_Exercise goal_
Please turn the records, everything from the start down to the line containing "[(811, 135)]", into a two-column CSV with the columns text and answer and one row per record, putting each value in a single quoted field with line breaks changed to spaces. Leave the pictures out.

_Entries supplied_
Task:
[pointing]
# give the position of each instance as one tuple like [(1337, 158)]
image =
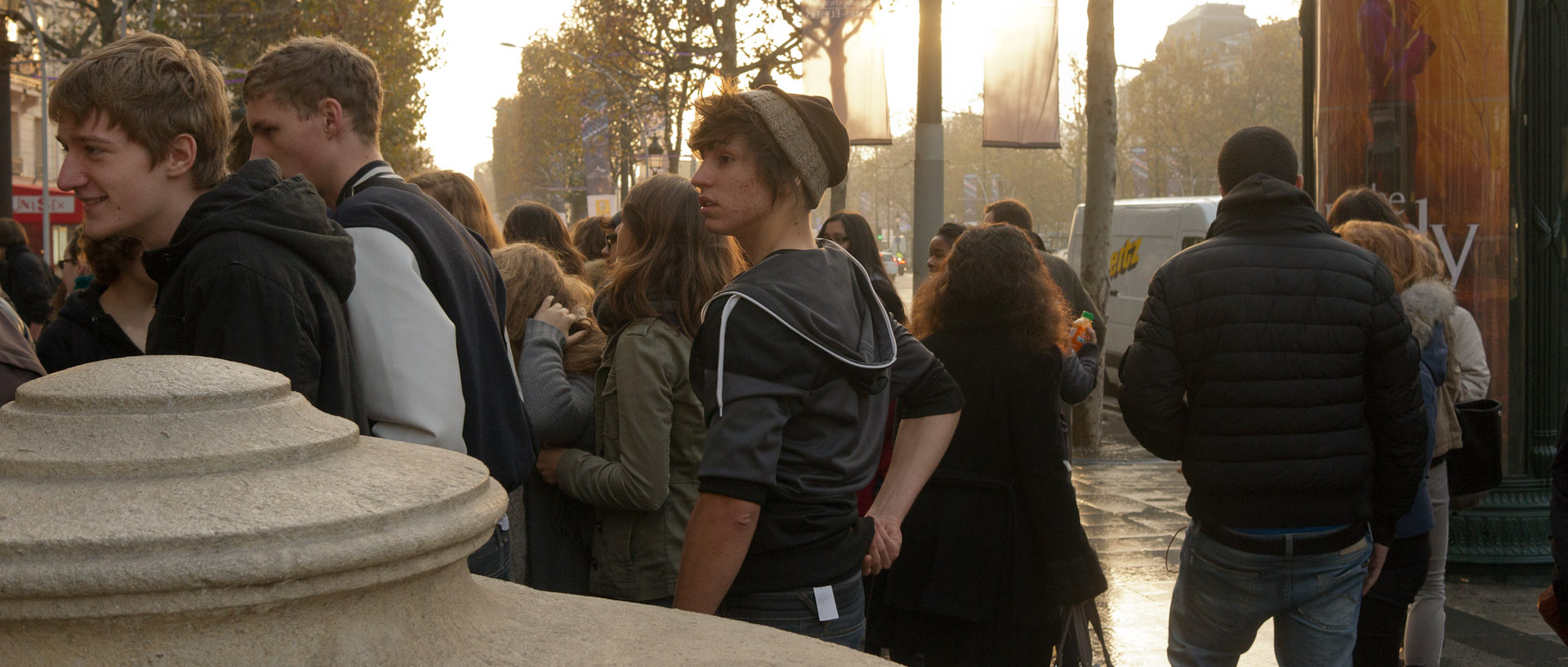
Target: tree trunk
[(1099, 193), (728, 44)]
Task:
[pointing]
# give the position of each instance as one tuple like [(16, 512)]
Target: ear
[(332, 116), (180, 155)]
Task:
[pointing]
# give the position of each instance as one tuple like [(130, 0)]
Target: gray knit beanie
[(811, 135)]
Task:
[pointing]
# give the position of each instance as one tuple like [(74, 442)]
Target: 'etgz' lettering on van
[(1126, 259)]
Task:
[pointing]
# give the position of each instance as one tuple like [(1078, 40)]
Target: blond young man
[(429, 305), (250, 268)]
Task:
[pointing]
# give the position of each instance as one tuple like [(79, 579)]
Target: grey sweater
[(560, 404)]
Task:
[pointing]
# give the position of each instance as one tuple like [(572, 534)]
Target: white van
[(1143, 233)]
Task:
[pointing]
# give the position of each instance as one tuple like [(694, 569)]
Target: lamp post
[(7, 51), (656, 157)]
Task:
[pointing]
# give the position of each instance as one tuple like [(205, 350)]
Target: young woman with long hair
[(557, 348), (852, 232), (461, 196), (537, 223), (1429, 305), (588, 237), (649, 426), (993, 592)]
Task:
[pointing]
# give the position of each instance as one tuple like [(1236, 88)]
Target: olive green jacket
[(649, 434)]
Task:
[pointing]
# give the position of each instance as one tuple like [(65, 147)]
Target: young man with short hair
[(795, 365), (429, 305), (1275, 363), (250, 268)]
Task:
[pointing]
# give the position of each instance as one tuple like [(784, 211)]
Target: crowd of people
[(706, 404)]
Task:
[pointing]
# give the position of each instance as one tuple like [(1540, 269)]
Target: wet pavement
[(1131, 506), (1133, 509)]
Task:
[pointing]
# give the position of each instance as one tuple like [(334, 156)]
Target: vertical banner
[(844, 63), (1413, 100), (1021, 82), (598, 172)]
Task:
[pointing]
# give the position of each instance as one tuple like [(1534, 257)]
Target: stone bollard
[(187, 511)]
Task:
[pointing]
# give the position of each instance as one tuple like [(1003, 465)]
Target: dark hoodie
[(257, 273), (83, 332), (795, 365), (1275, 362)]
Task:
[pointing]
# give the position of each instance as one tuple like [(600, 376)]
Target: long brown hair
[(532, 274), (460, 196), (540, 225), (671, 256), (1392, 245), (995, 279)]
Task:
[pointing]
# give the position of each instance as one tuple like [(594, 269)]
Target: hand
[(1374, 566), (548, 462), (555, 315), (886, 542)]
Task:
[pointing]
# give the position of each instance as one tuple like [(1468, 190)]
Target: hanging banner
[(1021, 82), (844, 63), (1413, 100)]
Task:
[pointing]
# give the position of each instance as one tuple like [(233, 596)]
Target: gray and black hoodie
[(795, 365)]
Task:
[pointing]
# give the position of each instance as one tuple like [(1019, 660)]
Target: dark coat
[(83, 334), (1275, 363), (257, 273), (29, 282), (995, 536)]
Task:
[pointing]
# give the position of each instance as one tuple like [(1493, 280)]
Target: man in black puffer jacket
[(1275, 362)]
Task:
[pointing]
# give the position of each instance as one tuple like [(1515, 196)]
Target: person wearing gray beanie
[(797, 363)]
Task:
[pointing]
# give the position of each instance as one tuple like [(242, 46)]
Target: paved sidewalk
[(1133, 503)]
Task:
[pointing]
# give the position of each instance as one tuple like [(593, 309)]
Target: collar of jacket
[(1264, 204)]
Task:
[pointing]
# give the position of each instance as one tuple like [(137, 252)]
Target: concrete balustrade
[(187, 511)]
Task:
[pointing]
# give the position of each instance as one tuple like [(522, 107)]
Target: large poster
[(1413, 100)]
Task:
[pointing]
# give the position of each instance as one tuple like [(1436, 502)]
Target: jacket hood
[(83, 305), (1264, 204), (1426, 303), (825, 298), (256, 201)]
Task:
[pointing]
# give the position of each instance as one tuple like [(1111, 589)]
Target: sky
[(475, 69)]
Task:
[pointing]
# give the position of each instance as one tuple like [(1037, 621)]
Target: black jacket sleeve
[(1396, 411), (1153, 389), (30, 286), (1079, 373), (250, 318), (921, 382)]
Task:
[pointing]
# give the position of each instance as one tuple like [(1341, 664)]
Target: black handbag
[(1477, 465)]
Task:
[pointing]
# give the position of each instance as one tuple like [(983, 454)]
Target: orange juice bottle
[(1080, 331)]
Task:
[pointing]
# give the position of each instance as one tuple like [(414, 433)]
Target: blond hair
[(306, 71), (156, 90)]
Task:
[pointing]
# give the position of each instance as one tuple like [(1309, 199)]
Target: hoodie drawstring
[(724, 323)]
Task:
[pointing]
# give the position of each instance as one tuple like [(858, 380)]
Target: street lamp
[(656, 157)]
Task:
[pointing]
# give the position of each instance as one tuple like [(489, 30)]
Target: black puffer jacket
[(257, 273), (1275, 362), (83, 334)]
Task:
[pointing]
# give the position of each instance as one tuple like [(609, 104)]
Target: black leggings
[(1380, 629)]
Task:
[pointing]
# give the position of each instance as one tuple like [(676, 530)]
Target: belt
[(1286, 545)]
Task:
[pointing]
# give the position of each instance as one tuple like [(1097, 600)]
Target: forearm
[(717, 539), (920, 448)]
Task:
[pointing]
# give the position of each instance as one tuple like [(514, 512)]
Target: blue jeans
[(795, 611), (1223, 595)]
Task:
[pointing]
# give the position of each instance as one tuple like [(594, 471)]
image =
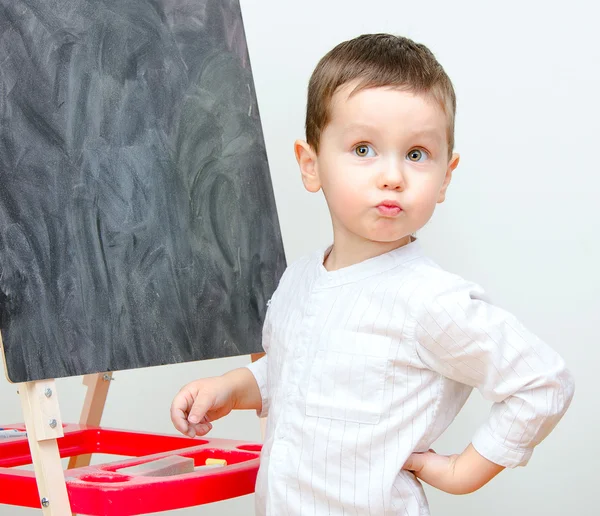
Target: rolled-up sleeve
[(463, 337), (260, 371)]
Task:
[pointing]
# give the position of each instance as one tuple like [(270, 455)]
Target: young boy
[(371, 348)]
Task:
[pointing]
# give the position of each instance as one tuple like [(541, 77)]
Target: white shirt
[(372, 362)]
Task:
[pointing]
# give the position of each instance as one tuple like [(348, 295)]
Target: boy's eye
[(417, 155), (364, 151)]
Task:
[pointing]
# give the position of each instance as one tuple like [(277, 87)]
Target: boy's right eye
[(364, 151)]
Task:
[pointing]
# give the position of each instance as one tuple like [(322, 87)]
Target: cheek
[(424, 196)]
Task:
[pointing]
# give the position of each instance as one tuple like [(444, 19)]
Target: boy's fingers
[(179, 418), (199, 410)]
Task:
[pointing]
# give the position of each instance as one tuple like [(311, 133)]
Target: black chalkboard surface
[(137, 220)]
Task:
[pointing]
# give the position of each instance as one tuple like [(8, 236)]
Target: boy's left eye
[(417, 155), (364, 151)]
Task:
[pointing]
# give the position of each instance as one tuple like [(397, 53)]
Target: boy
[(371, 348)]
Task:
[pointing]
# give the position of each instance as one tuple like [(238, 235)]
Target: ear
[(307, 161), (452, 164)]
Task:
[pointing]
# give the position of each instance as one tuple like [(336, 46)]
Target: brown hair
[(377, 60)]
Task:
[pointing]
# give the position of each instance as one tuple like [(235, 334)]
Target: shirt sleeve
[(463, 337), (260, 371)]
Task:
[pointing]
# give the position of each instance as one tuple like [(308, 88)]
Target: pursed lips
[(389, 208)]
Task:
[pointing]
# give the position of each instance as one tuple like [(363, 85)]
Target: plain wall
[(520, 216)]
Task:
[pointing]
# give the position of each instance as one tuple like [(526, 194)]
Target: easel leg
[(44, 426), (93, 406)]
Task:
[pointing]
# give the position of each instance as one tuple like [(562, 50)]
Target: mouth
[(389, 208)]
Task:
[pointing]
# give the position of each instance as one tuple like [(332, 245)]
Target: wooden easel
[(41, 412)]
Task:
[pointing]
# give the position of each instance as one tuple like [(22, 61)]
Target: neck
[(347, 252)]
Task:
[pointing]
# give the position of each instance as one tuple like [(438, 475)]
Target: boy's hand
[(455, 474), (199, 403)]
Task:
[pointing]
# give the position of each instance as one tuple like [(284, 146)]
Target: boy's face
[(382, 164)]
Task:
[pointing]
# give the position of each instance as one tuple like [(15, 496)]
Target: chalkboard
[(138, 225)]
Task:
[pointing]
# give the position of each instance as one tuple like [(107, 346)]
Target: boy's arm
[(464, 338), (258, 371), (246, 393), (455, 474)]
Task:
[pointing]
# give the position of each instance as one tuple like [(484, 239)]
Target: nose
[(392, 175)]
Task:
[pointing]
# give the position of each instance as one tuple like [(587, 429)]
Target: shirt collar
[(366, 268)]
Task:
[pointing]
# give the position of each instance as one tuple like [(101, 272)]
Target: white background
[(520, 218)]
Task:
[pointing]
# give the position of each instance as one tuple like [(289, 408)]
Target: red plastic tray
[(100, 489)]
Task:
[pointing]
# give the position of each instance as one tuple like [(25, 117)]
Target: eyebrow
[(419, 133)]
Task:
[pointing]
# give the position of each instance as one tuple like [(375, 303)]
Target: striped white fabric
[(371, 362)]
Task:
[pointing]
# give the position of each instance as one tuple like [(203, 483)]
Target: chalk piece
[(214, 462), (212, 466), (169, 466)]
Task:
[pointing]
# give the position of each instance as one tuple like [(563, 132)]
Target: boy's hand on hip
[(455, 474)]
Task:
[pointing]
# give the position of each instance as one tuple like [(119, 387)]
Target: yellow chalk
[(214, 462)]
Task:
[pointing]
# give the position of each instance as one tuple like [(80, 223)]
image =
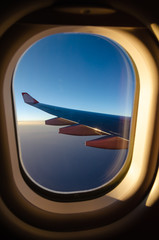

_Finished answer_
text,answer
"Task: [pointing] # give the position of each instance as one tuple like [(1337, 158)] image = Target: tree trunk","[(1099, 193), (728, 44)]"
"Task: [pointing] # give the position of each instance as one tuple like [(16, 512)] Target: ear","[(332, 116), (180, 155)]"
"Task: [pointing] # give the position of each instance as one tuple like [(130, 0)] Target: gray knit beanie","[(811, 135)]"